Global Comment

Where the world thinks out loud

The luxury of not giving a fuck

I never asked to be a woman.

The more spiritual people I know will probably disagree. “Oh, we all agree on the life we lead before we get to this world.”

Maybe, there’s something to it.

Still, I don’t remember signing and dating this specific contract.

As far as I’m concerned, I never asked.

When I was younger, people punished me for being allegedly fuckable. Men and women both, I won’t leave women off the hook. They punished me so badly that every instance of sexual violence, and other kinds of violence, that I experienced was cast, by some, as my responsibility. I was pretty, after all. I was there for the taking.

Because I was vulnerable and doubted myself, I awarded that hateful minority an outsized status.

Now that I’m older, people try to punish me for being allegedly unfuckable. Again, I don’t let women off the hook.

Please note, though, that “try to punish me” has entered the chat. Growing older and wiser means having the luxury of not giving a fuck. I tend to smile when people I don’t know offer opinions on my fuckability. I am not their concubine. My inner self is inaccessible to them, no matter how much they claw for it. And claw for it they do.

“Try to punish me” has entered the chat

I never asked to be a woman, but I rather like being a woman. And all of the extremely online fights about womanhood mostly just amuse me.

I don’t think it’s just women who are vulnerable in this world. I think men are too. In fact, I think this is why men lash out so much. Because they’re not supposed to be vulnerable, but they are. Deep inside their hearts, they know this to be the case.

Items stored from a collection:
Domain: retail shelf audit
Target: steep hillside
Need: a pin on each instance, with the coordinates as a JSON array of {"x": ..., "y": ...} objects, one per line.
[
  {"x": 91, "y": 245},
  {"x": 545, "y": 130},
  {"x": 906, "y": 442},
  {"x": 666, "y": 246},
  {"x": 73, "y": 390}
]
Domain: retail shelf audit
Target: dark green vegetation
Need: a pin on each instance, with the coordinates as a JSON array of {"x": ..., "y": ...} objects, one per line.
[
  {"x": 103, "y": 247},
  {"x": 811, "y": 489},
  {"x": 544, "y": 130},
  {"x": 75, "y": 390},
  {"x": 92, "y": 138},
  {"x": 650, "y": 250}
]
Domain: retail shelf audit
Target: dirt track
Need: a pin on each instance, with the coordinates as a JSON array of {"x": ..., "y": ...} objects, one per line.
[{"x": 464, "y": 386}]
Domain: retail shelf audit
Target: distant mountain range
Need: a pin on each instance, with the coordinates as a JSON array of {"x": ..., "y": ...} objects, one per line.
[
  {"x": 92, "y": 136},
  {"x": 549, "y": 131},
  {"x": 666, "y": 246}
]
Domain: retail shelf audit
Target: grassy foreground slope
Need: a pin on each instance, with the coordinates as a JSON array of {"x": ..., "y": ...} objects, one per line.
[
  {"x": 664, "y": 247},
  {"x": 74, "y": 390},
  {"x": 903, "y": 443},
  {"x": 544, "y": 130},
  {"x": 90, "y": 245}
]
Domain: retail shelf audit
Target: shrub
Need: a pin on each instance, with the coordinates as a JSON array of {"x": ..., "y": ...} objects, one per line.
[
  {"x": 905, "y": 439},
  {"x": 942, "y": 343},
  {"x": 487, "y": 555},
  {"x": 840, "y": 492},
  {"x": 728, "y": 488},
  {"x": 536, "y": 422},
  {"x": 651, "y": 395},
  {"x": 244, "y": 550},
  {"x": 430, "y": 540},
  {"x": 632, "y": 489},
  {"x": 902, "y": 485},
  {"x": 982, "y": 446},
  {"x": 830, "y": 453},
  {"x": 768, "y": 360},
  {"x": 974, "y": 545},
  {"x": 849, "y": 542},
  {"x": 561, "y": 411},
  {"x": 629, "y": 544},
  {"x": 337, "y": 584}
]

TASK REQUIREMENTS =>
Return the part of the essay on womanhood between "When I was younger, people" and "an outsized status.", inclusive, copied word for word. Work only from the essay on womanhood.

RESULT FOR THIS EXERCISE =>
When I was younger, people punished me for being allegedly fuckable. Men and women both, I won’t leave women off the hook. They punished me so badly that every instance of sexual violence, and other kinds of violence, that I experienced was cast, by some, as my responsibility. I was pretty, after all. I was there for the taking.

Because I was vulnerable and doubted myself, I awarded that hateful minority an outsized status.